Problem description » Each entry should be restated word for word, with all pictures left out.

------------

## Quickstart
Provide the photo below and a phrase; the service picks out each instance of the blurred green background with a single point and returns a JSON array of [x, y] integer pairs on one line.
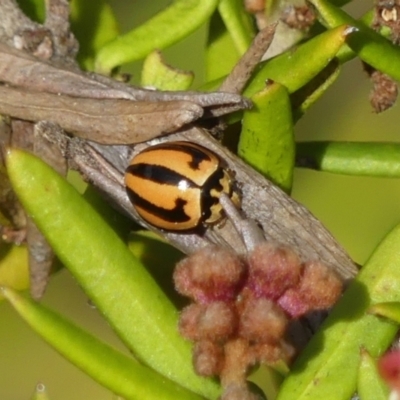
[[358, 212]]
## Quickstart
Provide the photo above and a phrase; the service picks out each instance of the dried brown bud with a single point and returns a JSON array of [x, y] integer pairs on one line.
[[210, 274], [208, 358], [272, 270], [215, 321]]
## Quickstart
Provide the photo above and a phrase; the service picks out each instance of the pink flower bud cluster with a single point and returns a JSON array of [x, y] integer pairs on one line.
[[242, 307]]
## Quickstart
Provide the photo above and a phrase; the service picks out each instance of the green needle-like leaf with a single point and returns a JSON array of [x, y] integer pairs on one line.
[[328, 367], [221, 53], [267, 141], [14, 270], [370, 386], [40, 393], [166, 28], [295, 68], [367, 44], [92, 36], [121, 374], [112, 277], [363, 159], [238, 23], [390, 310]]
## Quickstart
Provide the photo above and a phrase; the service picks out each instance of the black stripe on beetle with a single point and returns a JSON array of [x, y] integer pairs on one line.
[[198, 155], [158, 174], [176, 185], [174, 215]]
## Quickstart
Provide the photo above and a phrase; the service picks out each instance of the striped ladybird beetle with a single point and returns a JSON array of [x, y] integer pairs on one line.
[[176, 186]]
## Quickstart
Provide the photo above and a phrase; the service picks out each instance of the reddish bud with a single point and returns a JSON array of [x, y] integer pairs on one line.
[[319, 289], [208, 358], [210, 274], [389, 368], [262, 321], [215, 321], [272, 270]]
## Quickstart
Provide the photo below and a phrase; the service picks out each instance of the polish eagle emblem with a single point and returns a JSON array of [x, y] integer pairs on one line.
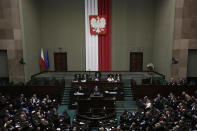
[[98, 24]]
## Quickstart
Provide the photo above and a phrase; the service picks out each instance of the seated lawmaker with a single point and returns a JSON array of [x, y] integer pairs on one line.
[[96, 91], [110, 78], [117, 78]]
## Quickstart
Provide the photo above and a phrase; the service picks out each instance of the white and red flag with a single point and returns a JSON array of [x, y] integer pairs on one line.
[[98, 35], [42, 61]]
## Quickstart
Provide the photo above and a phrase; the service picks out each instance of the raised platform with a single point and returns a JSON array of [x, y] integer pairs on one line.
[[125, 75]]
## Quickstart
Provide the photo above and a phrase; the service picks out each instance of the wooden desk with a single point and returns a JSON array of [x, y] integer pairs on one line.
[[102, 85]]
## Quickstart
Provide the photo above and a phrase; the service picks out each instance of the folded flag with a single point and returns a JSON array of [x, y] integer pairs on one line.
[[47, 59], [42, 62]]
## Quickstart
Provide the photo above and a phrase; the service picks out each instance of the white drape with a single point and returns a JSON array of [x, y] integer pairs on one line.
[[91, 8]]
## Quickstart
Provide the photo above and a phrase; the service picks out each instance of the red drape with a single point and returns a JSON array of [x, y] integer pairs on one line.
[[104, 42]]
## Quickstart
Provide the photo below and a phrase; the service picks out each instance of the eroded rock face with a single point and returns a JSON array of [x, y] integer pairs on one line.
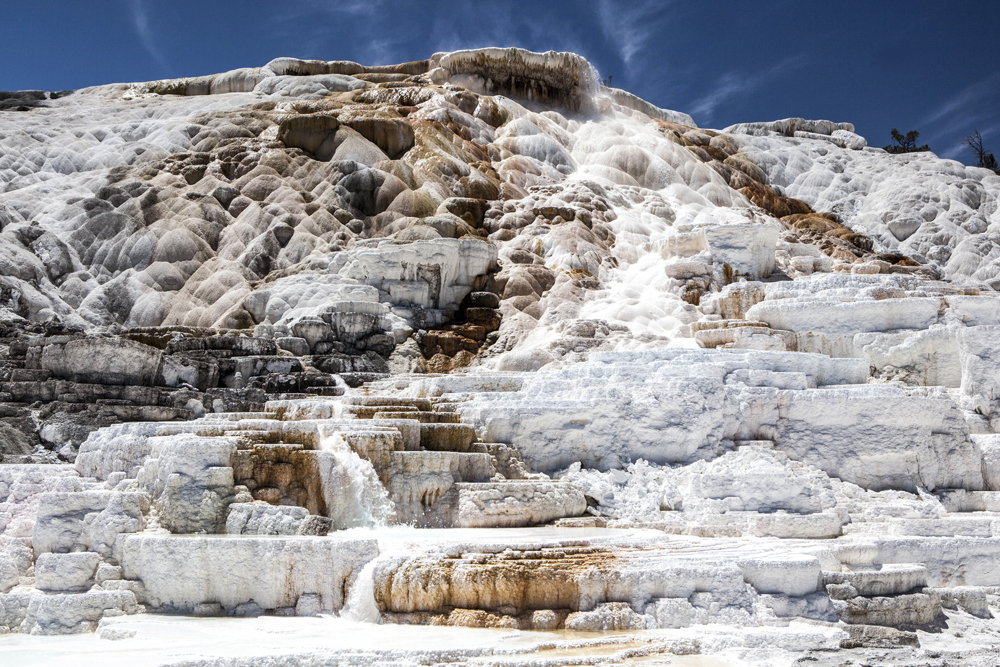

------------

Result for this exercise »
## Quickstart
Provide the photo below and a phrase; the service picks out each instance of the blurred green background with a single point and returns a JSON array of [x, y] integer pairs on one line.
[[358, 212]]
## Quickstart
Provide the photo above and a phrase; the service picks out each instance of the dried brown bud with a single point and returns a JSON array of [x, y] integer pairs on one line.
[[210, 274], [208, 358], [272, 270], [215, 321]]
## Quickstart
Provide the photo above and a phrase; the service picks out each instance of the pink flower bud cluster with a single point and returns a JSON array of [x, y] integer pairs on one line.
[[242, 307]]
## Quickstart
Provide the photo above and a phrase; the service picks out each instance of the green needle-like leaf with a single point and returns a JSON array of [x, y] integer pairs on one line.
[[328, 367], [221, 53], [267, 141], [14, 270], [370, 386], [40, 393], [166, 28], [295, 68], [367, 44], [92, 36], [121, 374], [112, 277], [363, 159], [238, 23], [390, 310]]
## Quickstart
Provide the photo above and a phrase; the service picks out each instance of the black stripe on beetle with a single point and returns a JSON array of [x, y] integer pairs on one line.
[[198, 155], [158, 174], [176, 185], [174, 215]]
## Quickstart
Provide the photo above and a phrase; the service picks out each instance of the striped ladybird beetle with a single point and returns a JSON array of [x, y] integer pairs on one line.
[[176, 186]]
## Quickstart
Provide the photo above and a phrase; the service picks out each instance of the reddish bud with a single point and returns a JSON array of [x, y] integer pairs on one line.
[[319, 289], [208, 358], [210, 274], [389, 368], [262, 321], [215, 321], [272, 270]]
## Quickstart
Provide the photo below and a phrase; the service picks out each instance of the polish eagle emblem with a single point and returns a JSON array of [x, y] integer pairs on one line.
[[98, 24]]
## Quickstart
Provide the photo above and a phrase; the service picks out each instance of the seated lawmaker with a single point and returns a JSON array of [x, y] integer pairs on one line.
[[96, 91], [110, 78], [117, 78]]
## Quickstart
Provide the photo above and a phrase; the service picks out each instance of the white and red flag with a single point and returns a JSON array of [x, y] integer pairs on one line.
[[98, 35], [42, 61]]
## Quickstart
Provide the photo above and a phrase; the service picks out each instance of the raised platform with a single point and returns a JSON array of [x, y] integer pairs on one line.
[[125, 75]]
## Quickstart
Provide the photo above and a phrase; the service picks out each instance of the wooden desk with a single point and returns a JSON array of [x, y] integer pairs on one line.
[[102, 85]]
## Quickstart
Provide the photo above and a phrase; the service picks out each instance of the folded flag with a single point and returns a JSON array of [x, y] integer pairs on one line.
[[47, 59], [42, 62]]
## Quickstart
Provide the photo above and a phrase; the service picks out each instance of the white drape with a single point and returns a JSON array of [x, y] integer pairs on one line.
[[91, 8]]
## Quickstart
Provide the photo above and a phrase; the service picks out each instance of the red drape with a single point and returns a JSON array of [x, y] integer pairs on one line.
[[104, 42]]
## Quickstart
Provide the photo below and a phrase; the service picks out each instance of the eroded rock face with a single point and returns a JSON array of [x, y] integer pairs on one line.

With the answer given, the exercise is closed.